== STATED EXERCISE ==
Rewrite every item below with "Traffic camera module" swapped for "Roadside vision unit" and nothing else changed.
[begin THE RECORDS]
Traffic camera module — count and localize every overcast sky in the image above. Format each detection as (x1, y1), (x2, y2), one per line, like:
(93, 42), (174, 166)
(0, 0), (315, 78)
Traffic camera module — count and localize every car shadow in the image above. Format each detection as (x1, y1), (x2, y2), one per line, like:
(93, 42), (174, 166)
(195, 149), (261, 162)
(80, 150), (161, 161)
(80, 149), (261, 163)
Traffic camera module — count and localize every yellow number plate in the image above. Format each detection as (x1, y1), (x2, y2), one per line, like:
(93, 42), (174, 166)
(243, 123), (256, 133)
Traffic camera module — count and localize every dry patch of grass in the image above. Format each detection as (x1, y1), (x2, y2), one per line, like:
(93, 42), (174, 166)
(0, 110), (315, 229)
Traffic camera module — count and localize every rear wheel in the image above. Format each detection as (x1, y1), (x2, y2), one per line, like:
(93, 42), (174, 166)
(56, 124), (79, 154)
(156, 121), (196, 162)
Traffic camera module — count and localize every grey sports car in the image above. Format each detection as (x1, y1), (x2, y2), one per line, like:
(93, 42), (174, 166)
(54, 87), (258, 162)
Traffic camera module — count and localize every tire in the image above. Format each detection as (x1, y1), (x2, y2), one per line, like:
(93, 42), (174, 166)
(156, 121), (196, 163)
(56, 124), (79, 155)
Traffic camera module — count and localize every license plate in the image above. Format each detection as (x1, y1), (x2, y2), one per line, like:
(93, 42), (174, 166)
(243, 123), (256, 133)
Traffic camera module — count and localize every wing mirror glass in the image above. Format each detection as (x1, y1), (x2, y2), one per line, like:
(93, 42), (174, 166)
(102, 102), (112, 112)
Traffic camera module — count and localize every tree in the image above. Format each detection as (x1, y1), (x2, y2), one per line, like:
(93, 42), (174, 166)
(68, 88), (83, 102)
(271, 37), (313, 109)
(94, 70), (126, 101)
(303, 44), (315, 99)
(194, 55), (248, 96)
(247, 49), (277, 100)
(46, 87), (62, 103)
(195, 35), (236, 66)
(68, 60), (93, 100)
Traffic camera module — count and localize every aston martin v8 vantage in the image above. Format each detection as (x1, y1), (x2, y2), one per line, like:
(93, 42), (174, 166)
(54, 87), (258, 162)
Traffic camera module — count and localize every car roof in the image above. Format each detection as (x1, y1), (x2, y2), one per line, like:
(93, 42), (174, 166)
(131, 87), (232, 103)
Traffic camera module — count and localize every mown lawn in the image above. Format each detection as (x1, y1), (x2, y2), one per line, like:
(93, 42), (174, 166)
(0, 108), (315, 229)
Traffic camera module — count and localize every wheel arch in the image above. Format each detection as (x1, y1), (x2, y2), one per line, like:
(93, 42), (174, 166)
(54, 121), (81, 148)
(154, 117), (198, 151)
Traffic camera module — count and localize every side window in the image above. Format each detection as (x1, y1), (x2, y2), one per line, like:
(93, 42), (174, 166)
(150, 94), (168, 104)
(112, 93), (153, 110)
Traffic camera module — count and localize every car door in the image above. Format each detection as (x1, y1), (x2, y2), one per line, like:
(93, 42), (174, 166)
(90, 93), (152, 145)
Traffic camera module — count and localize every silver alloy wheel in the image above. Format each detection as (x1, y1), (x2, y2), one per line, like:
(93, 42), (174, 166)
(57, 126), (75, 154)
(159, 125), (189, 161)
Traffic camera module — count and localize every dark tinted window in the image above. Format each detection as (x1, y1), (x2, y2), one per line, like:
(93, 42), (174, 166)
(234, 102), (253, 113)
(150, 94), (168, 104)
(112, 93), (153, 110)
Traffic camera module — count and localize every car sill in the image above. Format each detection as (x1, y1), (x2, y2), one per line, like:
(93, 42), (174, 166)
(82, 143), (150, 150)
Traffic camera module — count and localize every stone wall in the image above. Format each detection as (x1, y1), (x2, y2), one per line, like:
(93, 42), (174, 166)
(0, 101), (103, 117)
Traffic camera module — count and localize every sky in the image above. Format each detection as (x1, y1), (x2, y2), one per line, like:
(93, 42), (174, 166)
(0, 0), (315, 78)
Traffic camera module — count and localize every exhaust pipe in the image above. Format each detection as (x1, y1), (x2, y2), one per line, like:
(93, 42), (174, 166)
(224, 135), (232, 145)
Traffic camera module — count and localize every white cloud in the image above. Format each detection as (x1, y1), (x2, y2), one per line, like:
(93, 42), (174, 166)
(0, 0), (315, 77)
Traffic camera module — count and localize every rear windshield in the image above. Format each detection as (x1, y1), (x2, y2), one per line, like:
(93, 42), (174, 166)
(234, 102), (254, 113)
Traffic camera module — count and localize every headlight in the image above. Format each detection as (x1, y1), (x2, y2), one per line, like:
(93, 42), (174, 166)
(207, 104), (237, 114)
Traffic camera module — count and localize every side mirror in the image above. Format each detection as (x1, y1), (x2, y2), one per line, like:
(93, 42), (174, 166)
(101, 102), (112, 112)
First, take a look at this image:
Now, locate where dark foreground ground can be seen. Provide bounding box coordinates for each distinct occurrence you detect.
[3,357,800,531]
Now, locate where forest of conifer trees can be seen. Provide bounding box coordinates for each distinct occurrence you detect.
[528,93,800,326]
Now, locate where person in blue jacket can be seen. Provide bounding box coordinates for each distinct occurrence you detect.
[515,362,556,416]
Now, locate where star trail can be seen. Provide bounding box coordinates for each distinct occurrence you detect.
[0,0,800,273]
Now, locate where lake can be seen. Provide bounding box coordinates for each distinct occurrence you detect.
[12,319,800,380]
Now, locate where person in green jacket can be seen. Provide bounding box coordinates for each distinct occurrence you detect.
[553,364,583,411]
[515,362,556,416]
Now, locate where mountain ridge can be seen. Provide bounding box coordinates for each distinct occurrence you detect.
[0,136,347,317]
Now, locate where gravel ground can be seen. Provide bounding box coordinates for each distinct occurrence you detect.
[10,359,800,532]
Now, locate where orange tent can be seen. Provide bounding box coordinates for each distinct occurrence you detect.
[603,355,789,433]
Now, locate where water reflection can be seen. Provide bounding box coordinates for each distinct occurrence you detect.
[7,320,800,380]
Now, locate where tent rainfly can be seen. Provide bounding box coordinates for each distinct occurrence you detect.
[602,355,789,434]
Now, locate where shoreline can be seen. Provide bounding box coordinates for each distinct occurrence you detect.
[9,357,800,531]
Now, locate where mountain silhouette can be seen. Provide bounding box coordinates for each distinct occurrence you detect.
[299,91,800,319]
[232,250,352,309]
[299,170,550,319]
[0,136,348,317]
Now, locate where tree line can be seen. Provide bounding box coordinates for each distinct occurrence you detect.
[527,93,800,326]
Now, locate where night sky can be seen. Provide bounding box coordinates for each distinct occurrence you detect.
[end THE RECORDS]
== ANSWER TO THE PROBLEM ==
Roadside vision unit — count and localize every overcast sky in the image above. Format each detection as (x1, y1), (x2, y2), one per line, like:
(93, 42), (174, 166)
(0, 0), (315, 78)
Roadside vision unit — count and localize every car shadow in the image above. Format each detection as (x1, y1), (x2, y2), one per line, like:
(93, 42), (174, 166)
(195, 149), (261, 162)
(80, 150), (161, 161)
(80, 149), (261, 163)
Roadside vision unit — count and localize every yellow number plate in the image above. Format each detection as (x1, y1), (x2, y2), one per line, like:
(93, 42), (174, 166)
(243, 123), (256, 133)
Roadside vision unit — count and localize every dry patch of grass in the image above. Format each detection as (x1, y1), (x2, y2), one per line, like:
(93, 42), (174, 166)
(0, 110), (315, 229)
Roadside vision unit — count and localize every rear wheel in the image above. Format each detection as (x1, y1), (x2, y2), one per line, like:
(93, 42), (174, 166)
(56, 124), (79, 154)
(156, 121), (196, 162)
Roadside vision unit — count and localize every grey sports car in the image above. Format each detection as (x1, y1), (x2, y2), one per line, like:
(93, 42), (174, 166)
(54, 87), (258, 162)
Roadside vision unit — count and localize every tire in the image above. Format each detection as (x1, y1), (x2, y2), one per line, like:
(93, 42), (174, 166)
(156, 121), (196, 163)
(56, 124), (79, 155)
Roadside vision unit — count and localize every license plate in the image above. Format each detection as (x1, y1), (x2, y2), one per line, like:
(93, 42), (174, 166)
(243, 123), (256, 133)
Roadside vision unit — count and localize every wing mirror glass in the image above. Format each detection as (x1, y1), (x2, y2), one per line, like:
(93, 42), (174, 166)
(102, 102), (112, 112)
Roadside vision unit — count and localize every tree in the image above. Format each detection as (x1, y1), (x2, y2), one per line, like:
(93, 42), (174, 166)
(68, 88), (83, 102)
(271, 37), (313, 109)
(94, 70), (126, 101)
(303, 44), (315, 99)
(194, 55), (248, 96)
(247, 49), (277, 100)
(46, 87), (62, 103)
(195, 35), (236, 66)
(68, 60), (93, 100)
Roadside vision unit — count and localize every aston martin v8 vantage in the image above. Format each detection as (x1, y1), (x2, y2), one per line, like:
(93, 42), (174, 166)
(54, 87), (258, 162)
Roadside vision unit — count and localize every car roof in the image above. Format each detection as (x1, y1), (x2, y2), one per line, like:
(93, 42), (174, 166)
(131, 87), (232, 103)
Roadside vision unit — count and localize every mown lawn in the image above. Format each detection as (x1, y1), (x2, y2), one per line, like:
(93, 42), (174, 166)
(0, 108), (315, 229)
Roadside vision unit — count and localize every wheel arch in the image above. Format each detection as (x1, y1), (x2, y2), one per line, like:
(93, 42), (174, 166)
(54, 121), (81, 148)
(154, 117), (198, 151)
Roadside vision unit — count and localize every side window in the image above. Format each detection as (x1, y1), (x2, y2), one per line, like:
(93, 42), (174, 166)
(150, 94), (168, 104)
(112, 93), (153, 110)
Roadside vision unit — count and localize every car door in the image above. Format each detection as (x1, y1), (x2, y2), one per line, like:
(93, 42), (174, 166)
(90, 93), (152, 145)
Roadside vision unit — count and localize every silver alloy wheel in the image above. Format each detection as (x1, y1), (x2, y2), one per line, like:
(93, 42), (174, 166)
(57, 126), (75, 154)
(159, 125), (189, 161)
Roadside vision unit — count and localize every dark tinted window in the image above. Format each detection as (x1, y1), (x2, y2), one per line, like:
(93, 42), (174, 166)
(234, 102), (253, 113)
(150, 94), (168, 104)
(112, 93), (153, 110)
Roadside vision unit — count and localize every car sill in the image above. Format each detection as (x1, y1), (x2, y2), one per line, like:
(93, 42), (174, 166)
(82, 143), (150, 150)
Roadside vision unit — count and localize every stone wall in the image above. Format each detection as (x1, y1), (x2, y2), one per line, like:
(93, 42), (174, 166)
(0, 101), (103, 117)
Roadside vision unit — count and localize every sky in the image above. Format each detection as (x1, y1), (x2, y2), one per line, like:
(93, 42), (174, 166)
(0, 0), (315, 78)
Roadside vision unit — count and localize every exhaust pipe in the image above. Format each detection as (x1, y1), (x2, y2), one per line, like:
(93, 42), (174, 166)
(224, 135), (232, 145)
Roadside vision unit — count and localize every white cloud in the image above. Format each detection as (x1, y1), (x2, y2), one per line, like:
(93, 42), (174, 166)
(0, 0), (315, 77)
Roadside vision unit — count and localize every rear windshield in the image above. Format each detection as (x1, y1), (x2, y2), one per line, like:
(93, 42), (174, 166)
(234, 102), (254, 113)
Roadside vision unit — count and localize every headlight in the image above. Format each detection as (x1, y1), (x2, y2), one per line, like:
(93, 42), (174, 166)
(207, 104), (237, 114)
Roadside vision unit — count and localize every side mirror in the image above. Format each detection as (x1, y1), (x2, y2), one per line, like:
(93, 42), (174, 166)
(101, 102), (112, 112)
First, take a look at this image:
Now, locate where dark foreground ground can be seen. Provide bounding box coordinates for each distinct occurrence you detect.
[3,357,800,531]
Now, locate where forest of conifer trees can be seen. Provide bounding box coordinates for each distinct occurrence you detect.
[528,93,800,326]
Now, locate where person in blue jacket can be seen. Provide bounding box coordinates for each distinct occurrence you detect.
[515,362,556,416]
Now, locate where star trail can be seen. Provide bounding box coordinates for each distinct occurrence you detect.
[0,0,800,273]
Now, locate where lake can be seen. Provide bounding box coordinates for each distinct occurrence you detect.
[12,319,800,380]
Now, locate where person in green jacket can be seen. Provide bounding box coordinates for each distinct occurrence you detect.
[553,364,583,411]
[515,362,556,416]
Now, locate where mountain ridge can be seen. Provide bounding box coordinates for each distinct occurrence you detect.
[0,136,347,317]
Now, locate where gravel ground can be seen. Provide bounding box coordinates for each distinct occurrence you detect.
[10,359,800,532]
Now, locate where orange tent can be seen. Provide bounding box coordinates for each distinct occurrence you detect.
[603,355,789,433]
Now, locate where water reflection can be seen. Provide bounding box coordinates for each distinct occurrence you detect.
[7,320,800,380]
Now, locate where tent rainfly can be seen. Provide bounding box coordinates for each distinct occurrence you detect.
[602,355,789,434]
Now, locate where shoreline can be seen. Provide bounding box coordinates for each distinct occurrence you detect.
[9,357,800,531]
Now, locate where mountain silhouette can be seen. Provide bounding box coordinates for each distinct occurrence you detect.
[299,91,800,319]
[232,250,352,309]
[299,170,550,319]
[0,136,348,317]
Now, locate where tree line can be seen. Provide bounding box coordinates for each distinct occurrence you detect.
[527,93,800,326]
Now, locate where night sky can be seen. Provide bounding box coordinates for each distinct occurrence you detect.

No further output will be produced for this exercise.